Written exercise: Rescale the rows from their start through the line containing "point(420, 184)" by rewriting every line, requests included, with each coordinate in the answer points multiplied by 1.4 and rounded to a whole number, halves up. Keep the numbers in the requests and their format samples unchanged, and leave the pictures out.

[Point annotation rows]
** start **
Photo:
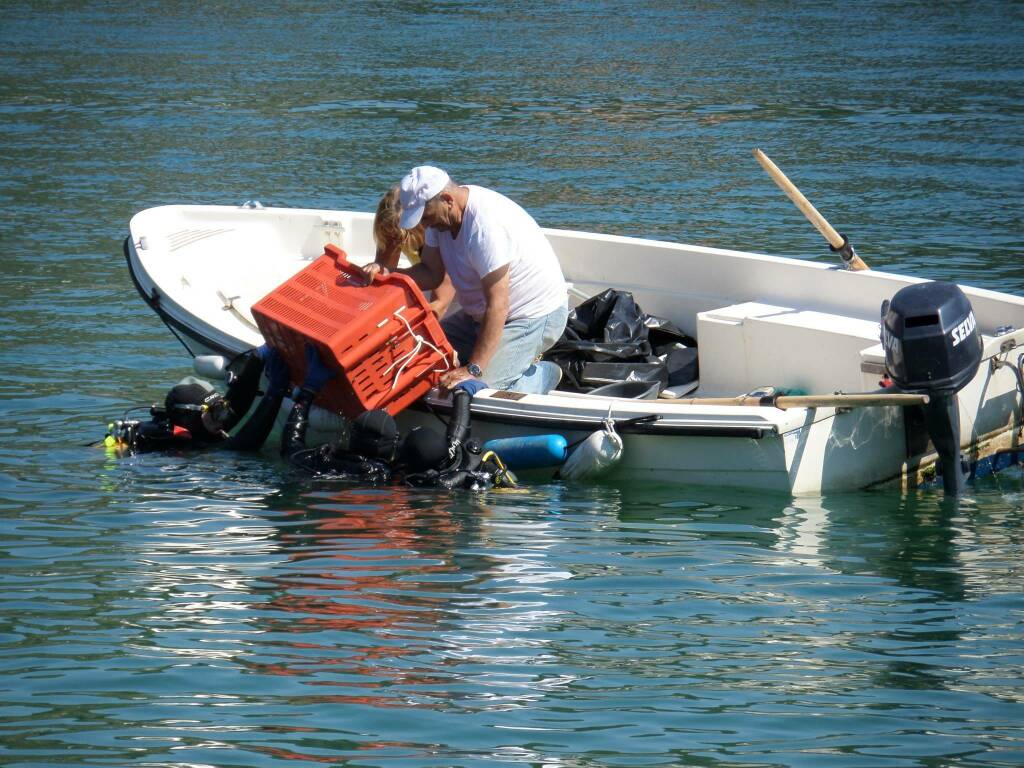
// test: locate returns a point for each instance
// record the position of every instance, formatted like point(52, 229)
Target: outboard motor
point(933, 346)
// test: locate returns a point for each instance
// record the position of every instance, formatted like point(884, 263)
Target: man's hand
point(453, 377)
point(371, 269)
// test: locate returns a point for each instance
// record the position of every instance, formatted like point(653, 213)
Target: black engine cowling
point(933, 345)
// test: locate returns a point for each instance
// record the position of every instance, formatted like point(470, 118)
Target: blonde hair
point(388, 235)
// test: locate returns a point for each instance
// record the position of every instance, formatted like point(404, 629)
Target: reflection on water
point(301, 621)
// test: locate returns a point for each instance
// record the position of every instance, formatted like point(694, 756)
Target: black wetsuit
point(463, 467)
point(328, 459)
point(160, 433)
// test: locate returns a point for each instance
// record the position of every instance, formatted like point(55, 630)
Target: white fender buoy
point(595, 455)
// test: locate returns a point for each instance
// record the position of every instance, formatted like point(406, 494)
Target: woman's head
point(389, 237)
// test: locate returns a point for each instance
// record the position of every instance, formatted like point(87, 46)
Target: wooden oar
point(782, 401)
point(839, 243)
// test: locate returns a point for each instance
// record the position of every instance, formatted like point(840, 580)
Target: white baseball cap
point(420, 184)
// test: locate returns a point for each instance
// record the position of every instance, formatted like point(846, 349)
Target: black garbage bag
point(610, 328)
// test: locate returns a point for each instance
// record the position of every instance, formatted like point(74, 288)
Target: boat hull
point(759, 320)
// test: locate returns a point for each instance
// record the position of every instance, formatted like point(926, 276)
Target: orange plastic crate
point(382, 340)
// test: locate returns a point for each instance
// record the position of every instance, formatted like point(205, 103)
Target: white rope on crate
point(411, 354)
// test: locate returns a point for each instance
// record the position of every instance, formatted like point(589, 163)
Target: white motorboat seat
point(636, 390)
point(751, 345)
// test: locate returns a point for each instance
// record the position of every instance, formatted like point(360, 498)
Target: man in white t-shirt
point(506, 275)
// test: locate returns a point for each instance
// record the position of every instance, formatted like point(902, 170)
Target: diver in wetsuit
point(195, 416)
point(426, 458)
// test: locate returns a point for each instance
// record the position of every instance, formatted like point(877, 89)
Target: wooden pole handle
point(827, 230)
point(866, 399)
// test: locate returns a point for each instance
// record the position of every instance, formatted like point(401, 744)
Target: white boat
point(759, 321)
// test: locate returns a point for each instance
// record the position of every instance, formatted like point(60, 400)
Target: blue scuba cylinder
point(530, 452)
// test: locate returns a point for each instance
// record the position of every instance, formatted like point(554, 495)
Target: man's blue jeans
point(522, 342)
** end **
Output:
Photo:
// test: locate returns a point for each instance
// record the position of every instance, formatted like point(52, 229)
Target: outboard motor
point(1306, 484)
// test: locate returns a point for each instance
// record the position of every instance, formatted like point(884, 263)
Target: man's hand
point(634, 528)
point(519, 377)
// test: locate returns a point for each instance
// record the position of every instance, formatted like point(653, 213)
Target: black engine cowling
point(1306, 483)
// test: locate returns a point for each instance
// record the position of every instance, formatted like point(470, 118)
Target: blonde hair
point(543, 329)
// test: locate returns a point for each instance
// record the position of every instance, formatted like point(404, 629)
Target: reflection on water
point(421, 869)
// test: locate returns a point for each instance
// record the position of every instance, formatted like point(694, 756)
Target: black wetsuit
point(648, 654)
point(459, 643)
point(224, 606)
// test: locate returns a point for each instance
// record the position of every instance, formatted like point(55, 630)
Target: white fender buoy
point(833, 637)
// test: locate returns a point for each instance
// record the position of every instance, formatted like point(406, 494)
Target: woman's head
point(545, 332)
// test: locate returns a point for each instance
// record the position of every instance, formatted like point(87, 46)
Target: wooden oar
point(1095, 561)
point(1175, 340)
// test: locate returns a point for each instance
// record the position of every instance, formatted like point(840, 580)
Target: white baseball cap
point(588, 258)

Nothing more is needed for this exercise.